■ DIRECTION ■
Transcribe all of the material exactly.
<<<<
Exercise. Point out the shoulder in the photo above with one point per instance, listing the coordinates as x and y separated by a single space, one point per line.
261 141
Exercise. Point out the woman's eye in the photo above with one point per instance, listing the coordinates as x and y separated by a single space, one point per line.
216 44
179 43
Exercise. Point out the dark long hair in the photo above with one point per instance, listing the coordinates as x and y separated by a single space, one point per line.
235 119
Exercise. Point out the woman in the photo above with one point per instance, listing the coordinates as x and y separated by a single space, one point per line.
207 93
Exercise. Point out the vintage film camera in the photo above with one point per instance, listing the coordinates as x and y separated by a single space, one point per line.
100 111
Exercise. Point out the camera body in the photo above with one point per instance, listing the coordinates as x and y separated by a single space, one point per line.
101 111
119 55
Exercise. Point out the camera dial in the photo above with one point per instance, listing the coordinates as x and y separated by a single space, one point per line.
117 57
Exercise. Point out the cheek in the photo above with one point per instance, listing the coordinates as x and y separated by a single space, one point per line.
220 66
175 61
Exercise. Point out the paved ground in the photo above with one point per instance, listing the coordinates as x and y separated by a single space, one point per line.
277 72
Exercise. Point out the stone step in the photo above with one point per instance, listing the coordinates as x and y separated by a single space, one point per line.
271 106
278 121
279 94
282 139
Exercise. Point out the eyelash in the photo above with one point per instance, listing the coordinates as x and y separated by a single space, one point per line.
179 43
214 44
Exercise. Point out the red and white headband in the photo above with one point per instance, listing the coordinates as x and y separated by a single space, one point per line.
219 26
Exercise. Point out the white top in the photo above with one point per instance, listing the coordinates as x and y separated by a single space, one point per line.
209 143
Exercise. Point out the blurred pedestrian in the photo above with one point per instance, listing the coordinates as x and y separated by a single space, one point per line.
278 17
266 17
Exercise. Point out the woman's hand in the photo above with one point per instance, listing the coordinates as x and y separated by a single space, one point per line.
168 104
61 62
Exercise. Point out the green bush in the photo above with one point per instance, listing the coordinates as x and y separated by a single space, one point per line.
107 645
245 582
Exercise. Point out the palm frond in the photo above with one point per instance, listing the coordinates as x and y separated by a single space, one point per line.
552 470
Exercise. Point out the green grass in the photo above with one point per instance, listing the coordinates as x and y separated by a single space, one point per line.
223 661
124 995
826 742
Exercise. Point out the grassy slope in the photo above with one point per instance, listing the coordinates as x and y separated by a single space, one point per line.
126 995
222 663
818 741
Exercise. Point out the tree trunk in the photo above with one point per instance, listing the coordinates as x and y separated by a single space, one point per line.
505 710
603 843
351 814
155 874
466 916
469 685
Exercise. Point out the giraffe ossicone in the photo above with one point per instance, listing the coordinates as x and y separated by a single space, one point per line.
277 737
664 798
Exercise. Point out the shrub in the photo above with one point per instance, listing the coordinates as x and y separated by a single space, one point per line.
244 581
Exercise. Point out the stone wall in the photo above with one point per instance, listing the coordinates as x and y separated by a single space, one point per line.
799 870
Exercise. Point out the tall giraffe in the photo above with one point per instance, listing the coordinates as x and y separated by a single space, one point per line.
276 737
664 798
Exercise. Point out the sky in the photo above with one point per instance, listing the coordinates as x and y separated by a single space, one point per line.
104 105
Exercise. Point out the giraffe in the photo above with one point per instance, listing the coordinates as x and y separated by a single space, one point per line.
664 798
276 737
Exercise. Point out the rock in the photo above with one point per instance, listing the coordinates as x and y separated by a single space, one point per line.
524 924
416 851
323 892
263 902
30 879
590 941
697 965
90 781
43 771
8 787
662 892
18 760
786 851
>>>>
■ SOLUTION ■
Exercise. Point out the shoulder in the photo above with one point per instance, listing the coordinates as x and y separated by a single space, one point per line.
261 141
Exercise. Point out the woman's eye in the photo above with one point per instance, listing the coordinates as x and y separated by a single space, one point per line.
216 44
179 43
Exercise. Point out the dark long hair in the photo above with one point per instance, listing the coordinates as x and y separated by a single space, one point per line.
235 119
Exercise. Point out the woman in the photo above with one point per instance, listing the coordinates as x and y separated by a single space, one point per line.
207 93
Exercise. Point out the vintage film camera in the photo above with one point per instance, listing the coordinates as x and y separated by a single space, one point per line.
100 111
Exercise. Point out the camera body in the photo above with one point per instance, listing the coordinates as x and y separated by a single space, one point per line.
101 111
119 55
Exercise. Point out the camera dial in the photo above with one point per instance, listing the coordinates as x and y separated by a single space, one point per line.
117 57
Exercise. Point out the cheek in the photo above with one point per instance, listing the coordinates as x and y separated by a single space, one point per line.
220 66
175 61
Exercise. Point out the paved ground in the photo above with one point per instance, listing the coordinates as x and y separated by a single space, one point per line.
277 72
Exercise. Point out the stone step in the photo above with one point per instance, listing the coordinates as x and y separated by a single space, one point per line.
271 106
278 121
279 94
282 139
Exercise. Point out the eyelash in the photo above with one point per instance, listing the coordinates as x and y separated by a single space, one point per line.
179 43
214 44
Exercise. Point out the red and white headband in the photo above with one point per instance, listing the coordinates as x and y separated by a single space, one point per line.
219 26
Exercise. Point out the white top in the photo above with one point per instance, listing the coordinates as x and y separated by a single space, one point per line.
209 143
Exercise. Point out the blurred pedestrian in the photo above with one point per instance, listing the coordinates as x and y separated by a single space, one point per line.
278 17
266 17
Exercise. Point out the woman's hand in the photo above with one point per instance, listing the coordinates as x and y separated by a single space, one point per line.
168 104
61 62
Exercise. Point out the green bush in the photo above with one point per instance, listing the coordinates as x and y separated by a single space, one point per line.
107 645
245 582
Exercise. Point out the palm frond in the photo above with one point per instance, listing the coordinates as x and y separated by a single space, one point per line.
552 470
Exercise. Point out the green grass in the photo above with one point per instance, listing the coordinates as x and y separated by a single space, one point per line.
223 661
124 995
826 742
Exercise. Point out the grassy slope in the photo above with one point per instance, listing the coordinates as x and y separated by a single space, one point per line.
126 995
222 663
818 741
Exercise. Point out the tree trunk in the photo above with one point per instance, listing the coordinates as x and y separated by a single space, one point per line.
505 710
603 843
351 814
155 874
466 916
469 685
Exercise. Point out the giraffe ossicone in the photo above with one point per instance, listing the coordinates as x and y separated by a single space, one point per line.
277 737
664 798
Exercise. Point out the shrub in the photo above with one point per instance, listing the coordinates as x and y separated by a single space, one point per line.
244 581
Exercise. Point out the stone wall in the photo above with one point per instance, listing the coordinates as x and y separated by a single space, one point per line.
799 870
Exercise. Point out the tall giraffe in the photo above with one point per instance, listing the coordinates as x and y separated by a single space, one point per line.
276 737
664 798
Exercise. Point out the sky in the photo above with one point per instance, listing the coordinates as x and y separated by a single space, one point per line.
104 105
Exercise. Point out the giraffe in the photo above with one point per instance, listing the coordinates as x and y separated by a single space, one point per line.
664 798
276 737
Exercise. Point out the rock in the photo above with one point per instance, listing the coordinates as x and y separated by a single space, one point per line.
524 924
416 851
323 892
263 902
30 879
590 941
697 965
90 781
43 771
8 787
662 892
18 760
786 851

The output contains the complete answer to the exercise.